# Document segment
******************************

Telmisartan is as effective and safe as ramipril in patients at high risk for vascular events: Results from the ONTARGET trial
March 31, 2008 By Vijayalakshmi Kunadian MBBS MD MRCP 
ACC 08-Chicago, IL: The ONTARGET study suggests that the angiotensin receptor blocker, telmisartan is effective and safe in patients with vascular disease and high-risk diabetes compared with ramipril.
Dr Salim Yusuf presented the results of the ONTARGET (The ONgoing Telmisartan Alone and in combination with Ramipril Global Endpoint Trial) study which compares ramipril with telmisartan and its combination in high risk individuals without heart failure at the ACC-08 Annual Scientific Sessions in Chicago today. The full length article is simultaneously published in the New England Journal of Medicine.
Previous studies have demonstrated that the angiotensin converting enzyme inhibitors (ACEI) are associated with reduction in mortality, myocardial infarction, cerebrovascular events and heart failure among patients with heart failure, impaired left ventricular function, previous vascular disease alone and among those with high-risk diabetes.

******************************

Reproduce the part of the ONTARGET article from "Telmisartan is as" to "compared with ramipril.". The rows that come next are material separate from the ONTARGET article.

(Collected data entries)
******************************

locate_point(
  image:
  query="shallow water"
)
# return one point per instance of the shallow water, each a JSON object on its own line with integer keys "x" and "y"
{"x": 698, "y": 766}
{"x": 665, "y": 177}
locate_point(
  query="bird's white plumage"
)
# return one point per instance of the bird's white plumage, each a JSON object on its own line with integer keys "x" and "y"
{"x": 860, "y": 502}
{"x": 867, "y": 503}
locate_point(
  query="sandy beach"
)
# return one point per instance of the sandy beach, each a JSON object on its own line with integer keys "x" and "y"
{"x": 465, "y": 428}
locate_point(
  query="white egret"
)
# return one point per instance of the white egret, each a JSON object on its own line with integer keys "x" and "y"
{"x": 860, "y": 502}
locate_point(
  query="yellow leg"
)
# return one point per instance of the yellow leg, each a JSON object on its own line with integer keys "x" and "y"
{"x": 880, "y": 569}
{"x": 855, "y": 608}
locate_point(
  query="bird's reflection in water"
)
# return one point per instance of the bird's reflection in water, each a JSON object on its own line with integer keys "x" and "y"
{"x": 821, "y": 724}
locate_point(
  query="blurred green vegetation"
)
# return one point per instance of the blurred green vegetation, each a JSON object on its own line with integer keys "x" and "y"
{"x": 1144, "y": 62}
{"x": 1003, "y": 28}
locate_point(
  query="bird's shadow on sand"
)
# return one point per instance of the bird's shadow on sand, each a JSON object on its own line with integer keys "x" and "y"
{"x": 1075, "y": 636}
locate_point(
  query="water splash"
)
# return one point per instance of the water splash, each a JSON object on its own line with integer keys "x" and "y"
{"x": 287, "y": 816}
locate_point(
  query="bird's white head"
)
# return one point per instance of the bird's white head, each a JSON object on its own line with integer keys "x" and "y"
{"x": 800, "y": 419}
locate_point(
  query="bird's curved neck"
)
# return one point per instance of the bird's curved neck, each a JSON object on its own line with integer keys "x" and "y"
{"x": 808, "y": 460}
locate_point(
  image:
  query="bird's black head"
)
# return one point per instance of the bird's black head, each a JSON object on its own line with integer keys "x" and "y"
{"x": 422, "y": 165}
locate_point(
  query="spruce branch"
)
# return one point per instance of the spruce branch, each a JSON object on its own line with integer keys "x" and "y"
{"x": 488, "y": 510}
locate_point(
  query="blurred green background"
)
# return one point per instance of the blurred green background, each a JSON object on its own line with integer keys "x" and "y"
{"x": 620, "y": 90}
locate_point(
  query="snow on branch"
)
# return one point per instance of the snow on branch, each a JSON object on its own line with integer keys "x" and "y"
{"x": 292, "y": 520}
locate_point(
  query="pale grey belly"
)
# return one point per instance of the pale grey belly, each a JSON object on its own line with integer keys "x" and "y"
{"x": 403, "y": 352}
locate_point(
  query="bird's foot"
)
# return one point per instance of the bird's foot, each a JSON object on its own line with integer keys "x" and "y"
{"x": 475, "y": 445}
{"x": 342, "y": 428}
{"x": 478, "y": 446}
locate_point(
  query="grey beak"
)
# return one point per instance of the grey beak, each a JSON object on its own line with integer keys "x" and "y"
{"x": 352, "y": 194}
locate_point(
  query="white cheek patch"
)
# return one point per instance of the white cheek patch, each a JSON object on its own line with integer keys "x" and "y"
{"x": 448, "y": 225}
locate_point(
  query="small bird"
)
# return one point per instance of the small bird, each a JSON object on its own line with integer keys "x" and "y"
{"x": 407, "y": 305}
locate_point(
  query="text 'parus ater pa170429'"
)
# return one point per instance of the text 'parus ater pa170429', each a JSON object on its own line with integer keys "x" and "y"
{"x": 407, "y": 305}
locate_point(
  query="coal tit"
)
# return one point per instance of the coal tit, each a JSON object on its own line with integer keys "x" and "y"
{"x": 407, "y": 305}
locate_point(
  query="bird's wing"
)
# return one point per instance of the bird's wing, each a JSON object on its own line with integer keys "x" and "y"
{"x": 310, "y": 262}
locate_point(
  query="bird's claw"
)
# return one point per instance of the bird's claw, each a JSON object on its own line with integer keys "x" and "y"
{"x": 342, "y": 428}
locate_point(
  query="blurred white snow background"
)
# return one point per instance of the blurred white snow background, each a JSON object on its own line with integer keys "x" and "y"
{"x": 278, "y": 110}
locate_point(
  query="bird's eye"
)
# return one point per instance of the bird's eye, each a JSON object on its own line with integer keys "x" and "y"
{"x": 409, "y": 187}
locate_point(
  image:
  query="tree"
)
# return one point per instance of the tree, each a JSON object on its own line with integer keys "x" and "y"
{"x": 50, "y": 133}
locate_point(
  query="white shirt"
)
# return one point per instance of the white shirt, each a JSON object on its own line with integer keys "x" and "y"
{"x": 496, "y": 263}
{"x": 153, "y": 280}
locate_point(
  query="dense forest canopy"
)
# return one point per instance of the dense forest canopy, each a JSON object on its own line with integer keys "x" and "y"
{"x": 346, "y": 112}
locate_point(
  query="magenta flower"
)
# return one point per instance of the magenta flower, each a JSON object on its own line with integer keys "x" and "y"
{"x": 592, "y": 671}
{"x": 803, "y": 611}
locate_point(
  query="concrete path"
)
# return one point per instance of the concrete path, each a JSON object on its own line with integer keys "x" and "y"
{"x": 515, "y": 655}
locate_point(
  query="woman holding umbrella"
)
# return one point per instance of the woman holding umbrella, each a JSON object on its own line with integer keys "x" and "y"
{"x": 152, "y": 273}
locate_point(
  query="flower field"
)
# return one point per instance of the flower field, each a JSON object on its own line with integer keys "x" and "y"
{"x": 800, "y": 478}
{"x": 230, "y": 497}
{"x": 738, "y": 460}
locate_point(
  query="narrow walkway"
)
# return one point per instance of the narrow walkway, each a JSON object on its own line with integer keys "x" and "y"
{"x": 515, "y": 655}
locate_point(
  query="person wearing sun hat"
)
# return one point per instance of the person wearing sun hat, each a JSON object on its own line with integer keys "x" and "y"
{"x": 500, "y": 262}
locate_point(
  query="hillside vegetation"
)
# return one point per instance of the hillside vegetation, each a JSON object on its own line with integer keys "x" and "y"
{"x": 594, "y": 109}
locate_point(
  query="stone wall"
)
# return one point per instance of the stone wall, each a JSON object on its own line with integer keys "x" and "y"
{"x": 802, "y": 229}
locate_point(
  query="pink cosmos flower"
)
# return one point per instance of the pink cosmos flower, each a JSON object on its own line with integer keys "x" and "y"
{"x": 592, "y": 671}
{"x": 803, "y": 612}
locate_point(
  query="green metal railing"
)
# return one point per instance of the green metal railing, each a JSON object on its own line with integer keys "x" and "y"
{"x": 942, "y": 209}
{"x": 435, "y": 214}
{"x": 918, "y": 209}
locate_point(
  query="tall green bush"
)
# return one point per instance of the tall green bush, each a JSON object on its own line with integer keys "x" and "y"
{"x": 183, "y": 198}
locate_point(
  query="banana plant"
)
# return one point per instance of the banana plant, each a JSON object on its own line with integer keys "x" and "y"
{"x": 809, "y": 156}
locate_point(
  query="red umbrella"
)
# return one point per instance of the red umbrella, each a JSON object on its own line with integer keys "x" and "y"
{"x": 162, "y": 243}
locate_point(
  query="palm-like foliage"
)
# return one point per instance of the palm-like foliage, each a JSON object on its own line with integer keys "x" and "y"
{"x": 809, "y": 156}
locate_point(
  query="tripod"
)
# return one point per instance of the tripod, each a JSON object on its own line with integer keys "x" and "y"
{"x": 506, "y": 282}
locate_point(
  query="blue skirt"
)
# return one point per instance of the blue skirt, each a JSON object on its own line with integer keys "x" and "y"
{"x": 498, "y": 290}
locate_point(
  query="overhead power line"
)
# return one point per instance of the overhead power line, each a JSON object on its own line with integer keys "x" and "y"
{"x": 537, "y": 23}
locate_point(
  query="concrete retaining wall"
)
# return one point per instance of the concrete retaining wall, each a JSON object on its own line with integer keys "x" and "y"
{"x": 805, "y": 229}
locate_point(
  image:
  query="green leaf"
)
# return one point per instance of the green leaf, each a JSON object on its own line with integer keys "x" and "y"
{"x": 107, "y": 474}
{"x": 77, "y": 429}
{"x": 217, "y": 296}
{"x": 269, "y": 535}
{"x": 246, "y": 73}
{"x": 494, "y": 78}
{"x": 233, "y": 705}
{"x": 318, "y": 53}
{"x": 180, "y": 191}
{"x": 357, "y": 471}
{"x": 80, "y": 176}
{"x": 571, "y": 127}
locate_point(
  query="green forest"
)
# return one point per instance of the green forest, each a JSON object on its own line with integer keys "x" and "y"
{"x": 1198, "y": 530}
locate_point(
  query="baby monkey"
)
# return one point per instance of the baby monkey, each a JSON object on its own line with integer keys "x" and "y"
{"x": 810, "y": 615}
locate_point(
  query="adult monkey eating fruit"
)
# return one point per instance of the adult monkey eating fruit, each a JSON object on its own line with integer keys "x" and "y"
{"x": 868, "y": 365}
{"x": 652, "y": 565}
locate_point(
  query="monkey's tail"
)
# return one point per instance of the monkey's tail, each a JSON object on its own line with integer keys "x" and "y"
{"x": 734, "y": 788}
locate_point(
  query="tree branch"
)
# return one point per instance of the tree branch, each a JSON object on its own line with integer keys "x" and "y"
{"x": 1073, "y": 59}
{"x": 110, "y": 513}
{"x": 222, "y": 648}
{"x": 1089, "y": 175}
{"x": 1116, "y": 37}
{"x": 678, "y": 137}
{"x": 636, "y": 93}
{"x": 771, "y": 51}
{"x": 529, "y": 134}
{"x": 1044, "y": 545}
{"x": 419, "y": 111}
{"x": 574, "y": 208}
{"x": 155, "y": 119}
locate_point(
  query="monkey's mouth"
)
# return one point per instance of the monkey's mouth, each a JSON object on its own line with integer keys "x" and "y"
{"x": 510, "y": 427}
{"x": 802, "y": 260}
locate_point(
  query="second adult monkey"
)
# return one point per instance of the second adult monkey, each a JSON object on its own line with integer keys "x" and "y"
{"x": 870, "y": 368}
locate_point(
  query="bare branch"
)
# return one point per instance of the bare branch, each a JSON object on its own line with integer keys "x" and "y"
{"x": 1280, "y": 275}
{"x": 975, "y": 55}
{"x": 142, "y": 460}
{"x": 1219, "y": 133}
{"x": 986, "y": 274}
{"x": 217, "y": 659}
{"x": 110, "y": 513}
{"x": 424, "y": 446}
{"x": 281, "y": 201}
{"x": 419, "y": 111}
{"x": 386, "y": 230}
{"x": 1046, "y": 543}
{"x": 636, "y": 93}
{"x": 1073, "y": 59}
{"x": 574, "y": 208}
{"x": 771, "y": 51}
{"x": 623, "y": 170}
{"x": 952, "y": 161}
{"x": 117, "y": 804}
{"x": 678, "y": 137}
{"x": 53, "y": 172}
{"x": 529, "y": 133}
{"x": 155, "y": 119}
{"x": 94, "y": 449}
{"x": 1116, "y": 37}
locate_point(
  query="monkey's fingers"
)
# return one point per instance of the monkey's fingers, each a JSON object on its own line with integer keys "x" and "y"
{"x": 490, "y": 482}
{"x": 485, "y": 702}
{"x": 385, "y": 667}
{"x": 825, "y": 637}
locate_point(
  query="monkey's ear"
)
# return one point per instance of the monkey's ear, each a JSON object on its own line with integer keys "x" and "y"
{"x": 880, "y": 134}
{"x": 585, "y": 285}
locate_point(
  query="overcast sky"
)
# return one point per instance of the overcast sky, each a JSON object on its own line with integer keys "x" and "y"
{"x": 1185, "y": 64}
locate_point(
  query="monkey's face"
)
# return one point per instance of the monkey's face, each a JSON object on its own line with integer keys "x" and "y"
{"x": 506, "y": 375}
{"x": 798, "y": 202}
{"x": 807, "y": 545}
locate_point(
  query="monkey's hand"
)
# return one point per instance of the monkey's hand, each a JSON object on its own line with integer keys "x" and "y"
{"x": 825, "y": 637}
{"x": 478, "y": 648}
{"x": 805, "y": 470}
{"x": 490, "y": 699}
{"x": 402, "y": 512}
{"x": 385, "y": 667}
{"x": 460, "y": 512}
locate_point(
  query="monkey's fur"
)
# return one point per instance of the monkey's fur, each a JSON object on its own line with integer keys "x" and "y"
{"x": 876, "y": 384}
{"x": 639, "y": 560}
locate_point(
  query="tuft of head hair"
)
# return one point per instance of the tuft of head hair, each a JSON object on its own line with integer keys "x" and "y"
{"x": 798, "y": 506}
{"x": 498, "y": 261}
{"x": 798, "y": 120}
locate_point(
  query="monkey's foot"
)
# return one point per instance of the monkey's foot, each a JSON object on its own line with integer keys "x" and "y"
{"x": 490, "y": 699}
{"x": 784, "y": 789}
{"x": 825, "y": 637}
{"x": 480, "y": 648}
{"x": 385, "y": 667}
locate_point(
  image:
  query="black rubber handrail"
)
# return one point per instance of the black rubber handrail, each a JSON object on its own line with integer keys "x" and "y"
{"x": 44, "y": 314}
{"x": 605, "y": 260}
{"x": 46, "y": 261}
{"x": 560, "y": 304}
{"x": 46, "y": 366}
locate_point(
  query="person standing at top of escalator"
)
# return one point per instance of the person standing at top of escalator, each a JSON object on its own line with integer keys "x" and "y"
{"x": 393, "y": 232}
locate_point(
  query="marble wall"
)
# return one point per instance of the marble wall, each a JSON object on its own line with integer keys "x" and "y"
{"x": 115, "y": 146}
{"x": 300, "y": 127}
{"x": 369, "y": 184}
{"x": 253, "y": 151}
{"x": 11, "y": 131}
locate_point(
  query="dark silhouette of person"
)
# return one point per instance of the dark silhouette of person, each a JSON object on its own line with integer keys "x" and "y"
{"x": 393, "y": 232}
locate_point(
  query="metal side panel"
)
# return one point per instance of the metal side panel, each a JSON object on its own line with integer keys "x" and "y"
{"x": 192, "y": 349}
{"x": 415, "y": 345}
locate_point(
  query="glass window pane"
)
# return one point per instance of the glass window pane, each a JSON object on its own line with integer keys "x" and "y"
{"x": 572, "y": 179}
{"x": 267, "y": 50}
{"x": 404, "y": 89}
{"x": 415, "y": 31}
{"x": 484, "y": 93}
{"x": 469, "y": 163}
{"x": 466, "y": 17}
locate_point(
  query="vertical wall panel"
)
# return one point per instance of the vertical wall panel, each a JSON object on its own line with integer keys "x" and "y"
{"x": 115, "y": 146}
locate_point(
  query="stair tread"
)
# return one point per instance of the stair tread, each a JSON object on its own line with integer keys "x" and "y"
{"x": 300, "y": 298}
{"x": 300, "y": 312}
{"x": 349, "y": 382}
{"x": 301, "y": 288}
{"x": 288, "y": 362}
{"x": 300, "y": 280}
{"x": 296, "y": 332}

******************************

# Answer section
Telmisartan is as effective and safe as ramipril in patients at high risk for vascular events: Results from the ONTARGET trial
March 31, 2008 By Vijayalakshmi Kunadian MBBS MD MRCP 
ACC 08-Chicago, IL: The ONTARGET study suggests that the angiotensin receptor blocker, telmisartan is effective and safe in patients with vascular disease and high-risk diabetes compared with ramipril.